— GIVEN TASK —
Can you transcribe, word for word, the lines of the data below, starting at the line that contains "Where can you see the syringe" and ending at the line that contains "[[243, 219], [359, 284]]", with both of those lines included?

Extracted records
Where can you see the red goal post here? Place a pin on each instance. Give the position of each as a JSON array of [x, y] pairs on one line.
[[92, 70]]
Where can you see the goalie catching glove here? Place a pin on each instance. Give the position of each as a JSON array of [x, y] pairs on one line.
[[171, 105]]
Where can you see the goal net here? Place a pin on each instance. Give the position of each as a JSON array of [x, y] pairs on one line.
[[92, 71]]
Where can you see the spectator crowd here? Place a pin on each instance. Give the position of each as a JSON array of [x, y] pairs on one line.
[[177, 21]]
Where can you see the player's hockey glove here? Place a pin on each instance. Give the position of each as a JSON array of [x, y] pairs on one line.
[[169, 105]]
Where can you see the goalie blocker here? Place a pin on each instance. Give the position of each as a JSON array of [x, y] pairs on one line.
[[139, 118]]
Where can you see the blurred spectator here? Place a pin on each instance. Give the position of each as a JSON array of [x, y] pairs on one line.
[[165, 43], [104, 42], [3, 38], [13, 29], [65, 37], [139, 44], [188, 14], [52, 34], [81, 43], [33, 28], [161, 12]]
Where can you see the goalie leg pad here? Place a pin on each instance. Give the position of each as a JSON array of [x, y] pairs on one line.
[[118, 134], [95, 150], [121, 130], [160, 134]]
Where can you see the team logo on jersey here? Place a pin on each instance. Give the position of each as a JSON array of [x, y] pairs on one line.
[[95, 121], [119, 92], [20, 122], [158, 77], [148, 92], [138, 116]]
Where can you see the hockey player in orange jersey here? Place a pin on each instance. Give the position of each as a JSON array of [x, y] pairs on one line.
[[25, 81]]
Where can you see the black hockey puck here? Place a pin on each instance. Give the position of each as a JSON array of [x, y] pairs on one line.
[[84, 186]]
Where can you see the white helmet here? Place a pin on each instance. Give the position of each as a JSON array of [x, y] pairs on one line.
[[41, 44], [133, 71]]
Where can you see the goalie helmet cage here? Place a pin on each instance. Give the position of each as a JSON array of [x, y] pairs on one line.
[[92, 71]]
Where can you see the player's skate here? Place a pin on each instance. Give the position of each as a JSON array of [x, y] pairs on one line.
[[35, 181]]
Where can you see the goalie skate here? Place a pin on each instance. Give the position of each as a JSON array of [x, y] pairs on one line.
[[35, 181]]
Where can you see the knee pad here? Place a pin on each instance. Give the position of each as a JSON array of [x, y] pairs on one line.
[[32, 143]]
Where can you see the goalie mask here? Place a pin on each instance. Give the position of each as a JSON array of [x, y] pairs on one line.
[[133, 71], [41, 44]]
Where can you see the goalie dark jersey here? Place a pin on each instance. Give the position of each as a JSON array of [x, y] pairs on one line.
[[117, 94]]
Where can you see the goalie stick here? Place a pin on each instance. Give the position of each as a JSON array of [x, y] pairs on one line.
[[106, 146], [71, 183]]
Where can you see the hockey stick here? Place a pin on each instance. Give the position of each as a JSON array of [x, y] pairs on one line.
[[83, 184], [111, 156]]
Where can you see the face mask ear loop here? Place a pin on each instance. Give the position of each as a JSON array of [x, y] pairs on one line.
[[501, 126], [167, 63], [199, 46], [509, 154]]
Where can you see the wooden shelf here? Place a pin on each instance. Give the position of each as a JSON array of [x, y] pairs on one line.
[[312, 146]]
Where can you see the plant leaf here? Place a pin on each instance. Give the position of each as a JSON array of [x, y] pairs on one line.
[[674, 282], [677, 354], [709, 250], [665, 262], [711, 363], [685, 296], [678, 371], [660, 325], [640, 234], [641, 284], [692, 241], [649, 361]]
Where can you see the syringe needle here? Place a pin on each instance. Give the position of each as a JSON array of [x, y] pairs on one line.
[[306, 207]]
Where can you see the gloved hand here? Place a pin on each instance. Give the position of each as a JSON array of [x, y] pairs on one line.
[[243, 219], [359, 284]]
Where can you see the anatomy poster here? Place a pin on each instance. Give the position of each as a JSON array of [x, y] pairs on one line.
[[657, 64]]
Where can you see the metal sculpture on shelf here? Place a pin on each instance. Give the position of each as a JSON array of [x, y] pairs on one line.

— RESULT OF THE EXERCISE —
Where can you see the syringe needle here? Place a pin on each instance. Give the position of each as a JSON array of [x, y] pairs on one line.
[[306, 207]]
Where can you see the gloved hand here? Place a pin on each instance. Give the position of each as a JSON array of [x, y] pairs on one line.
[[243, 219], [359, 284]]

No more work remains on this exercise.